EXERCISE MATERIALS -
· · · · ·

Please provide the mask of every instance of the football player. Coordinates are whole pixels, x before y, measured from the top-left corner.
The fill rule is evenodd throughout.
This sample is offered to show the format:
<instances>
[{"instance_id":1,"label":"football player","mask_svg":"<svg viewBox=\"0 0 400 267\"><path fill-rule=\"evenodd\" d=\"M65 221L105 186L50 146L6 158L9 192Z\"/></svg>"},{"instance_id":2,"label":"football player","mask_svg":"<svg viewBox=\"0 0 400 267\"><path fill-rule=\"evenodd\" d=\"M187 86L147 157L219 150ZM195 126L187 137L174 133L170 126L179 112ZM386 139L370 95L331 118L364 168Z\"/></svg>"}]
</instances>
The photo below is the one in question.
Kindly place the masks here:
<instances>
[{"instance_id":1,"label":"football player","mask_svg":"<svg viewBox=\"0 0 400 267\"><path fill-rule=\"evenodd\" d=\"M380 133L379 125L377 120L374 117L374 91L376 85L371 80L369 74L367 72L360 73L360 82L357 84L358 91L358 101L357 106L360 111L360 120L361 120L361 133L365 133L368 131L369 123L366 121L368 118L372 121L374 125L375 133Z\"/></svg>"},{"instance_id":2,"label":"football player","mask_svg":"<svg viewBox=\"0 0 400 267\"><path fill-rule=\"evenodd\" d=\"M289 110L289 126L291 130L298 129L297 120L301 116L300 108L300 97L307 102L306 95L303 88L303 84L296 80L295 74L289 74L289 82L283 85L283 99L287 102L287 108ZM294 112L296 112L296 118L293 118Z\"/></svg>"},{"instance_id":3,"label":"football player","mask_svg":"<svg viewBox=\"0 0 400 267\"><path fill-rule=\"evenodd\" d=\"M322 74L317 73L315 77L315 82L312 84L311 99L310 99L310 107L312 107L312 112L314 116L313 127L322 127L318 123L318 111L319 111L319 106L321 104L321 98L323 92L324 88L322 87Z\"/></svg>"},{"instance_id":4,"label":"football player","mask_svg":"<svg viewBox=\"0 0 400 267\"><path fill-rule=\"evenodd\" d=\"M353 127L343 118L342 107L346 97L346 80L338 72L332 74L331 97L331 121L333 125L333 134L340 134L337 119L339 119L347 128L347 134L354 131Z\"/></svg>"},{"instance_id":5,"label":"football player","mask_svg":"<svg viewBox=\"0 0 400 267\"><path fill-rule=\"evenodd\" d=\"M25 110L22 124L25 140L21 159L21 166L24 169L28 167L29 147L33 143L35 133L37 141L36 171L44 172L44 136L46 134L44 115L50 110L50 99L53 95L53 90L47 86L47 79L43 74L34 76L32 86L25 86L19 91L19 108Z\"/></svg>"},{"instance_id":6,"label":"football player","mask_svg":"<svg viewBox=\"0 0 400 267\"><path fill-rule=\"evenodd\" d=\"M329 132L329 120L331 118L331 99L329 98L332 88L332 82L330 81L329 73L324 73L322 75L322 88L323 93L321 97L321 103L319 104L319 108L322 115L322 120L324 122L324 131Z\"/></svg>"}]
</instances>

· · · · ·

WRITTEN INSTRUCTION - Copy out the records above again, word for word and line by line, changing nothing.

SOLUTION TO THE PROBLEM -
Please provide the mask of every instance of the football player. Coordinates are whole pixels, x before y, measured from the top-left corner.
The fill rule is evenodd throughout.
This sample is offered to show the format:
<instances>
[{"instance_id":1,"label":"football player","mask_svg":"<svg viewBox=\"0 0 400 267\"><path fill-rule=\"evenodd\" d=\"M65 221L105 186L50 146L6 158L9 192Z\"/></svg>"},{"instance_id":2,"label":"football player","mask_svg":"<svg viewBox=\"0 0 400 267\"><path fill-rule=\"evenodd\" d=\"M187 86L147 157L219 150ZM195 126L187 137L174 133L170 126L179 112ZM386 139L370 95L331 118L364 168Z\"/></svg>"}]
</instances>
The photo below is the one in question.
Kindly place the masks here:
<instances>
[{"instance_id":1,"label":"football player","mask_svg":"<svg viewBox=\"0 0 400 267\"><path fill-rule=\"evenodd\" d=\"M380 133L379 125L377 120L374 117L374 91L376 85L371 80L369 74L367 72L360 73L360 82L357 84L358 91L358 101L357 106L360 111L360 120L361 120L361 133L365 133L368 131L369 123L366 121L368 118L372 121L374 125L375 133Z\"/></svg>"},{"instance_id":2,"label":"football player","mask_svg":"<svg viewBox=\"0 0 400 267\"><path fill-rule=\"evenodd\" d=\"M289 110L289 126L291 130L298 129L297 120L301 116L300 108L300 97L307 102L306 95L303 88L303 84L296 80L295 74L289 74L289 82L283 85L283 99L287 102L287 108ZM294 112L296 112L296 118L293 118Z\"/></svg>"},{"instance_id":3,"label":"football player","mask_svg":"<svg viewBox=\"0 0 400 267\"><path fill-rule=\"evenodd\" d=\"M322 74L317 73L315 77L315 82L312 84L311 99L310 99L310 107L312 107L312 112L314 116L313 127L322 127L318 123L318 111L319 111L319 106L321 104L321 98L323 92L324 88L322 87Z\"/></svg>"},{"instance_id":4,"label":"football player","mask_svg":"<svg viewBox=\"0 0 400 267\"><path fill-rule=\"evenodd\" d=\"M353 127L343 118L342 107L346 97L346 80L338 72L332 74L331 97L331 121L333 125L333 134L340 134L337 119L339 119L347 128L347 134L354 131Z\"/></svg>"},{"instance_id":5,"label":"football player","mask_svg":"<svg viewBox=\"0 0 400 267\"><path fill-rule=\"evenodd\" d=\"M25 110L22 124L25 140L21 159L21 166L24 169L28 167L29 147L33 143L35 133L37 141L36 171L44 172L44 136L46 134L44 115L50 110L50 99L53 95L53 90L47 86L47 79L43 74L34 76L32 86L25 86L19 91L19 108Z\"/></svg>"},{"instance_id":6,"label":"football player","mask_svg":"<svg viewBox=\"0 0 400 267\"><path fill-rule=\"evenodd\" d=\"M329 132L329 120L331 118L331 99L329 98L332 88L332 82L330 81L329 73L324 73L322 75L322 88L323 93L321 97L321 103L319 104L319 108L322 115L322 120L324 122L324 131Z\"/></svg>"}]
</instances>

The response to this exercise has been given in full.